─── LESETEXT

Wahre Tragweite des Wandels.

Die Reise zum Mond. Betrachtung über die wahre Tragweite von Transformationen und die Scherbenhaufen, den viele Unternehmen auf dieser Reise hinterlassen.

Gehören Sie zu einem Unternehmen, das seine grosse Reise angeht? Gut so, denn das ist faszinierend und wertsteigernd. Lassen Sie uns zuerst etwas ungewöhnlich dazu fragen: Was macht eigentlich das Arbeitsleben aus? Was treibt uns - Kinder des Konsums - oft opportunistisch, manchmal systematisch durch diesen Lebensabschnitt? Diese Zeit, die für viele prägender und offensichtlich vielfach auch wichtiger als die eigene Familie ist? Gedanken dazu für jene, denen Arbeit mehr als nur Beschäftigung ist. Gilt das nicht für uns alle?

Roland Voser, 6. März 2021

Prolog

Wenn ich mit meinem bejahrten Vater spreche - er wurde am Frühlingsanfang 1929 geboren, dann kommt immer irgendwann das Gespräch auf die letzten Stunden seines Arbeitslebens, wo er möglicherweise eine andere Entscheidung hätte treffen sollen, und ich entgegne ihm dann immer wieder, dass er doch auf sein Lebenswerk stolz sein darf und es weit gebracht hat, damals, in dieser schwierigen Zeit. Denn er war zweifellos ein Pionier in der Kabeltechnik. Ein wahrer Erfindergeist.

Er nickt dann jeweils erleichtert und ist froh, sich nicht mehr länger mit dieser unwiederbringlichen Begebenheit auseinandersetzen zu müssen: Das Ende des Erwerbslebens, das für ihn vor über 25 Jahren stattgefunden hat. Diese Gespräche machen mich nachdenklich. Je älter ich werde, umso mehr und ich frage mich: Was macht diese Zeit des Arbeitens eigentlich aus? Wer stellt unsere Weichen dazu?

──────

DIE AUFGABE: Erkläre in ein bis drei Sätzen anhand des Lesetextes, warum der Vater auf sein Lebenswerk stolz sein darf. Die Auflistung danach hat nichts mit dem Lesetext zu tun.

─── DATENAUSZUG

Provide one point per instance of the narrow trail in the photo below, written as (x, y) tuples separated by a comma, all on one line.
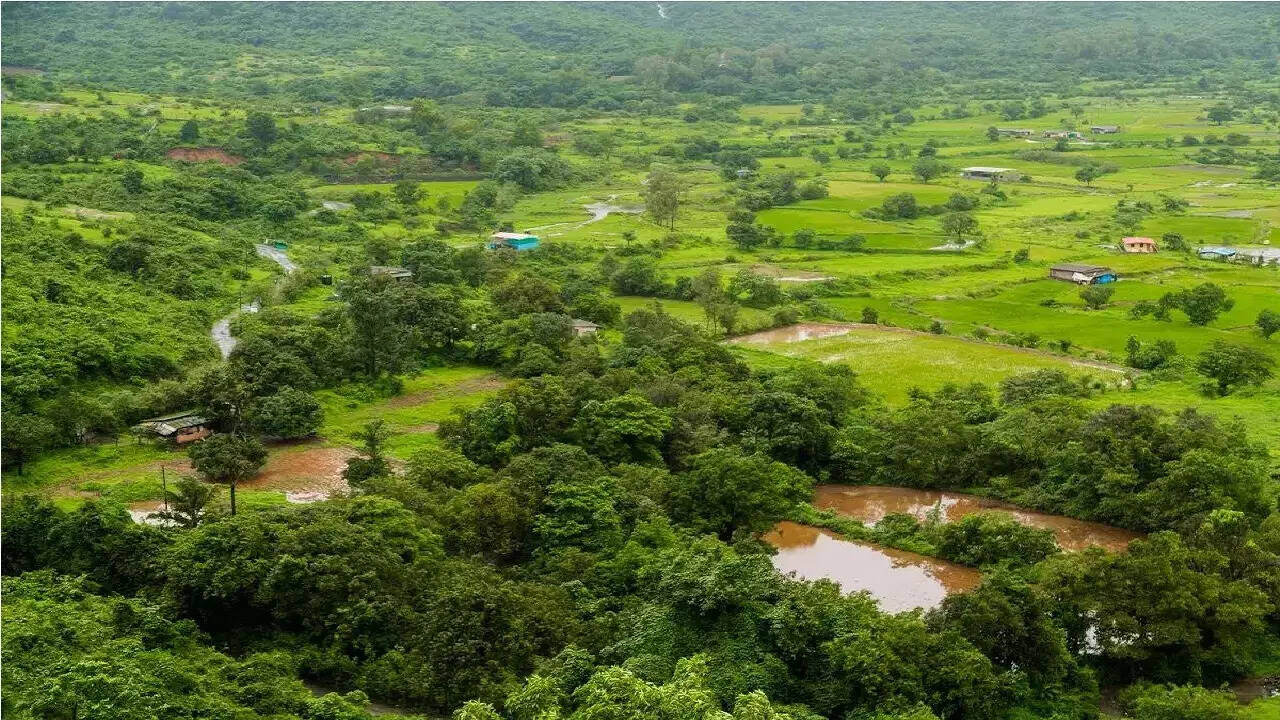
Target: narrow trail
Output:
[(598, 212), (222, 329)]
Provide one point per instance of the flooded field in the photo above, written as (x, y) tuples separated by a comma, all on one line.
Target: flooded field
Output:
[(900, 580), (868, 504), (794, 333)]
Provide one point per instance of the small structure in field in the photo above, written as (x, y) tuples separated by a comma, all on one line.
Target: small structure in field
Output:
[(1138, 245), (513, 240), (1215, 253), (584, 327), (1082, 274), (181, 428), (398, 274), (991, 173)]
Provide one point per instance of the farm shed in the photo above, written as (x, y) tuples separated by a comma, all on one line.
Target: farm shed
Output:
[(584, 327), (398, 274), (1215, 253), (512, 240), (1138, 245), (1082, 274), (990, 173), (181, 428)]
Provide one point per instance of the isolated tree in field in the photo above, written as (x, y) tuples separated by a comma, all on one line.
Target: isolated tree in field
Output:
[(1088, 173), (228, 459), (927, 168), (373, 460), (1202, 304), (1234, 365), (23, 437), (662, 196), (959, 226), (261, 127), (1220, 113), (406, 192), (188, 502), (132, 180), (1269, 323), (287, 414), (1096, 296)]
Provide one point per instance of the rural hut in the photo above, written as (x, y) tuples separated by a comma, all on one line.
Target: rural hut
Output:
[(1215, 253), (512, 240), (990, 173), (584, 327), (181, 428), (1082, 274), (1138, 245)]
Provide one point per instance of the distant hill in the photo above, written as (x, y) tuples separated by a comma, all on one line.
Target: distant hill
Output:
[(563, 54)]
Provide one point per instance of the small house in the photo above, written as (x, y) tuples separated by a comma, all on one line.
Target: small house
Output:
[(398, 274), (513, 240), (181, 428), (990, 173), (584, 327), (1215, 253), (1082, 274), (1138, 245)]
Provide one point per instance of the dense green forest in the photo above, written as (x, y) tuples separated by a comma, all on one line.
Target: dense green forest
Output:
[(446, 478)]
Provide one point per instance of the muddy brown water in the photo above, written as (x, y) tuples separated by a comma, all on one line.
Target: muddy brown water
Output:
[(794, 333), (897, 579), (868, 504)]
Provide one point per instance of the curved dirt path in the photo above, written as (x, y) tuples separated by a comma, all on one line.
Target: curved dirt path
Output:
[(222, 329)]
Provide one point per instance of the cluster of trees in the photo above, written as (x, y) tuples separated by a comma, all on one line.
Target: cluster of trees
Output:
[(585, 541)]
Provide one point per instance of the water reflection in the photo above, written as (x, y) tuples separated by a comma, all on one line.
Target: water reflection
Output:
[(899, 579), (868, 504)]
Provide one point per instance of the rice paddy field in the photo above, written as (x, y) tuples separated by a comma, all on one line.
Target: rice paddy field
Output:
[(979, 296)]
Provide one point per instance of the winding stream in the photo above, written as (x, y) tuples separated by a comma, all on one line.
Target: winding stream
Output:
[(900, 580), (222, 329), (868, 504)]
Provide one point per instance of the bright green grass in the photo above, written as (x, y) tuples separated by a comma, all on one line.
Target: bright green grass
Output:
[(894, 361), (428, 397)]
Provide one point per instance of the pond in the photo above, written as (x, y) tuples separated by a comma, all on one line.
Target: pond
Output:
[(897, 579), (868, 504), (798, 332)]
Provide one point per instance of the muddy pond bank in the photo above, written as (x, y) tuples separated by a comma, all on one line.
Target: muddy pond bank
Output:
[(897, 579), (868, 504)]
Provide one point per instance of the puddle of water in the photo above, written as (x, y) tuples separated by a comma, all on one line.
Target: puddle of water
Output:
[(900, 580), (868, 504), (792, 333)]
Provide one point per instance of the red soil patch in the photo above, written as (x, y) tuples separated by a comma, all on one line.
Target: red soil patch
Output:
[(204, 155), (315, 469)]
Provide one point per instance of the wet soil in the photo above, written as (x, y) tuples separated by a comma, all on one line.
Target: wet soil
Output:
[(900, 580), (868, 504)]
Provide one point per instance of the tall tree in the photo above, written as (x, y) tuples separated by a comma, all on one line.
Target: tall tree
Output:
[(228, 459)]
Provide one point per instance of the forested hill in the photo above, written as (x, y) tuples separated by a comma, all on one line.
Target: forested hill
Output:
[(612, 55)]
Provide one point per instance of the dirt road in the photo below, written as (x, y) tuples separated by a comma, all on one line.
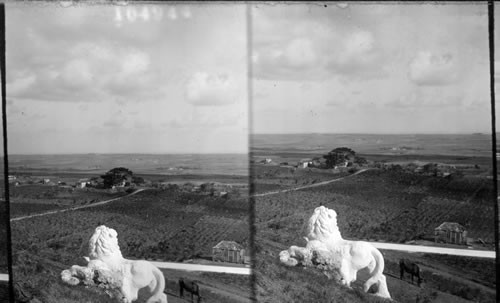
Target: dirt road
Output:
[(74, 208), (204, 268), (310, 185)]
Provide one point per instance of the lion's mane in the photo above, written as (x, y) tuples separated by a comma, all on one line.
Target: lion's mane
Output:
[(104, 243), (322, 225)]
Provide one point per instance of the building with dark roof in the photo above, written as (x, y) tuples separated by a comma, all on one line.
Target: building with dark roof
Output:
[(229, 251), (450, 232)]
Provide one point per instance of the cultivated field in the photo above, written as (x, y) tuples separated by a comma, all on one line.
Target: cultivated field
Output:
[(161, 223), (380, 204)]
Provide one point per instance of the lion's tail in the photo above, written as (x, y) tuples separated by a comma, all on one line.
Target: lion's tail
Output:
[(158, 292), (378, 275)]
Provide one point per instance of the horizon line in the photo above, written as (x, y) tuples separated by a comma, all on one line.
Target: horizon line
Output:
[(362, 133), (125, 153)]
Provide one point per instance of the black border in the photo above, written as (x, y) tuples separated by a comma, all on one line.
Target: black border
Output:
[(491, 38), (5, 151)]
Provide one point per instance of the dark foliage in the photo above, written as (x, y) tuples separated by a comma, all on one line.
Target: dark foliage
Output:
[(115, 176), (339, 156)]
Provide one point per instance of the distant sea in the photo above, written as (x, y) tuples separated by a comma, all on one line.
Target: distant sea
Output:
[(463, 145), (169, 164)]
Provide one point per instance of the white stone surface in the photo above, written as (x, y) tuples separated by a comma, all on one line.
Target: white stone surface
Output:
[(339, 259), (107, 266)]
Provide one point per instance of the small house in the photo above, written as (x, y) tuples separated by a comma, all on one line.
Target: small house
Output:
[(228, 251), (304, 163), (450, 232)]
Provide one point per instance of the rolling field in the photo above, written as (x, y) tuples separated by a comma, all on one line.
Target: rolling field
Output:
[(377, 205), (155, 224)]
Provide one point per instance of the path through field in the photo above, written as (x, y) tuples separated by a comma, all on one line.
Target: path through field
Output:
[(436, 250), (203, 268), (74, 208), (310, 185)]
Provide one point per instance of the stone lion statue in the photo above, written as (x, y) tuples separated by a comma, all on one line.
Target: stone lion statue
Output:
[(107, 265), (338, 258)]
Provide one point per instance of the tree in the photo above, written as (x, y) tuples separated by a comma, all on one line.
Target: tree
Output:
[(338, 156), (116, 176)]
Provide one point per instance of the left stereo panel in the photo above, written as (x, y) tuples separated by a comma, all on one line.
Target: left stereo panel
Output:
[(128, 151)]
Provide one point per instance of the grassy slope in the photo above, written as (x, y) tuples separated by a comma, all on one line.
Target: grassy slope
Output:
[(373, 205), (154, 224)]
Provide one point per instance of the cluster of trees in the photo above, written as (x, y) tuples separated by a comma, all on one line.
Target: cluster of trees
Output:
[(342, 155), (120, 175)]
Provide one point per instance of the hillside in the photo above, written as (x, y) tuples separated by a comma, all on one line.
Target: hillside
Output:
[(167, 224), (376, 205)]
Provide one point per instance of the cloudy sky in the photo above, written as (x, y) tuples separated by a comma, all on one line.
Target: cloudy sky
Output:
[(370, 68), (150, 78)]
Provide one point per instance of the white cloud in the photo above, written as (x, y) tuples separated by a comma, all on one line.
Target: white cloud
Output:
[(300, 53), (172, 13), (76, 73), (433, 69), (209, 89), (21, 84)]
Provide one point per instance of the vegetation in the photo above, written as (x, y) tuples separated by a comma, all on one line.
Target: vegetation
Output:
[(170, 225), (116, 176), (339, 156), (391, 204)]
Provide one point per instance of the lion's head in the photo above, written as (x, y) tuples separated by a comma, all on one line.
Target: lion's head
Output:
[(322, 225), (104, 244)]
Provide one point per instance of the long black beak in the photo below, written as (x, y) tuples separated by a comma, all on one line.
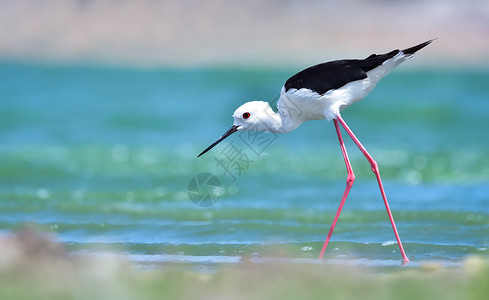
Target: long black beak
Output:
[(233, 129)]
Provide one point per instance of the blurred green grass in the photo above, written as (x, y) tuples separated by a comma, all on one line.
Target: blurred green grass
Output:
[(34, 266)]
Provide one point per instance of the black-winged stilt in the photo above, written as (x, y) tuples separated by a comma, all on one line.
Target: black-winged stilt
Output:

──────
─── DATENAUSZUG

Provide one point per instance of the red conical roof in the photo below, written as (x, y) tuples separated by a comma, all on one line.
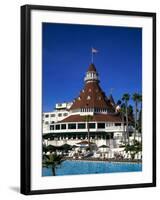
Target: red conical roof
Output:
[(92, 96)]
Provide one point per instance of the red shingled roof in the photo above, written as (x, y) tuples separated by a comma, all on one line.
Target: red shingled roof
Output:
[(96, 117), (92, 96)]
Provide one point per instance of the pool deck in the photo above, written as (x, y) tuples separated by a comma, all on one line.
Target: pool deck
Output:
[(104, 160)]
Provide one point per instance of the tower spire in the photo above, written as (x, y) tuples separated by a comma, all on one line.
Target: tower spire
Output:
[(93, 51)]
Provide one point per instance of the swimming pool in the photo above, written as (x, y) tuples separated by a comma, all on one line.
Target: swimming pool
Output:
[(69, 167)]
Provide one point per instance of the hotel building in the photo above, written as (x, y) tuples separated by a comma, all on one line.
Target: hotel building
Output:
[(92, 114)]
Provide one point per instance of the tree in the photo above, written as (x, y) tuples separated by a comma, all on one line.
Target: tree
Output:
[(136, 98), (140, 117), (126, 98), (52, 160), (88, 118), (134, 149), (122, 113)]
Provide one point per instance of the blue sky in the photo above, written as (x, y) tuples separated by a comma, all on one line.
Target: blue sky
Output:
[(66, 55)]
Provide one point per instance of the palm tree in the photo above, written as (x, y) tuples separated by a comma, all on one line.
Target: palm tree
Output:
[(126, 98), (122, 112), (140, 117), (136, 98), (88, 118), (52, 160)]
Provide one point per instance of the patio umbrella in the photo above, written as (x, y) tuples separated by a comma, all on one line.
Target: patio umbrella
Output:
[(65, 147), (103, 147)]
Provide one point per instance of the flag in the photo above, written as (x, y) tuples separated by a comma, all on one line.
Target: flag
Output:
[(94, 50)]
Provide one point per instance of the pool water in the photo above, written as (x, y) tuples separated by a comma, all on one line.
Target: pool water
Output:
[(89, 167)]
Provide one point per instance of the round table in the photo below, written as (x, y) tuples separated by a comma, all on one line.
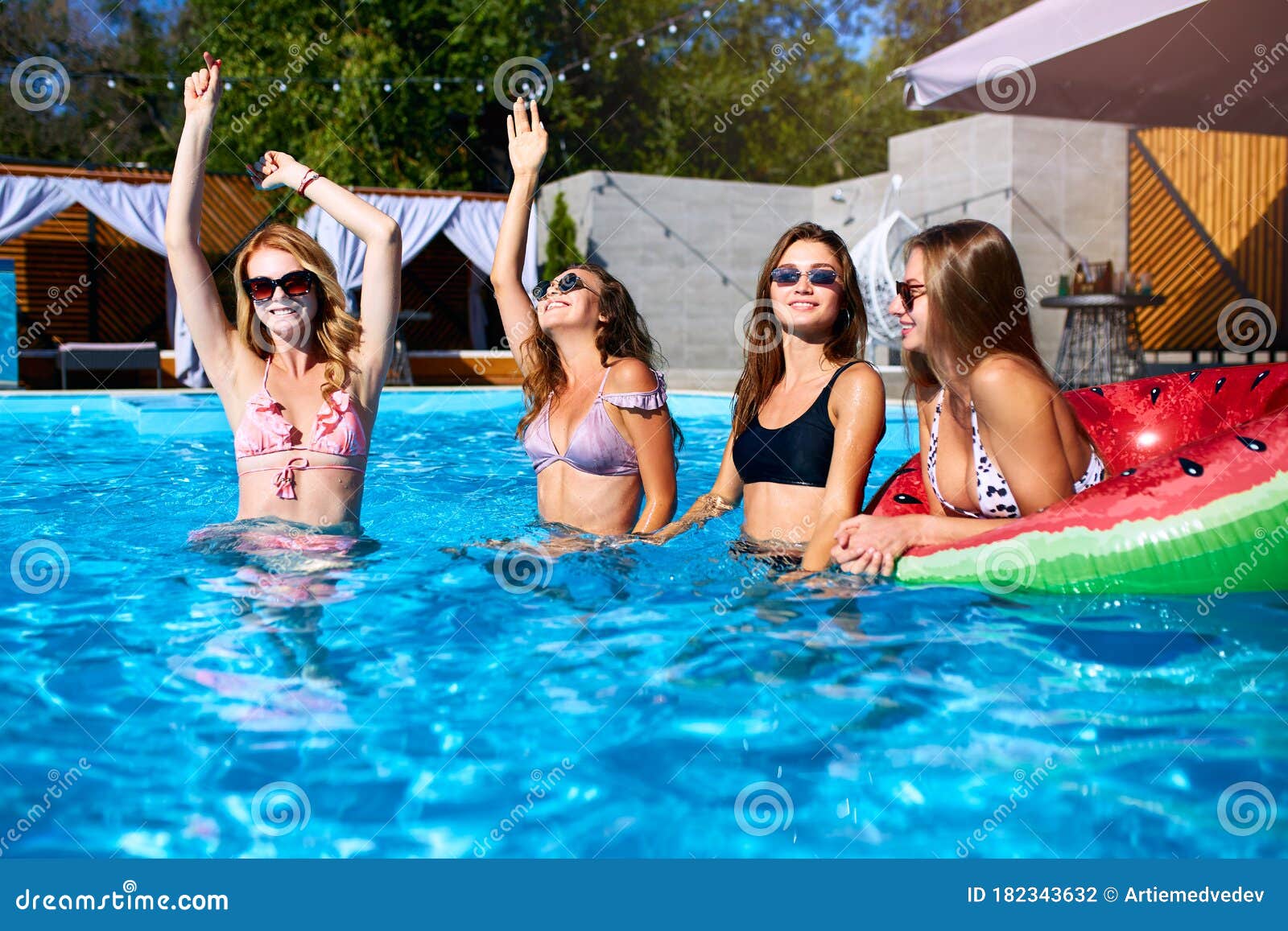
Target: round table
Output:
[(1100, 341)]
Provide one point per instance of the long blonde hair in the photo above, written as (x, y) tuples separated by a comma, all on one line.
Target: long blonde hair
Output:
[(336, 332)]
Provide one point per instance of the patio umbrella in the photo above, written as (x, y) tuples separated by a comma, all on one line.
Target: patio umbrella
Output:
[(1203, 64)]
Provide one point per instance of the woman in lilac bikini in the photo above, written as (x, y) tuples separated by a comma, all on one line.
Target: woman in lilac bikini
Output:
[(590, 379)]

──────

RICHTIGE ANTWORT: Er hat es damals, in einer schwierigen Zeit, weit gebracht. Außerdem war er zweifellos ein Pionier in der Kabeltechnik und ein wahrer Erfindergeist.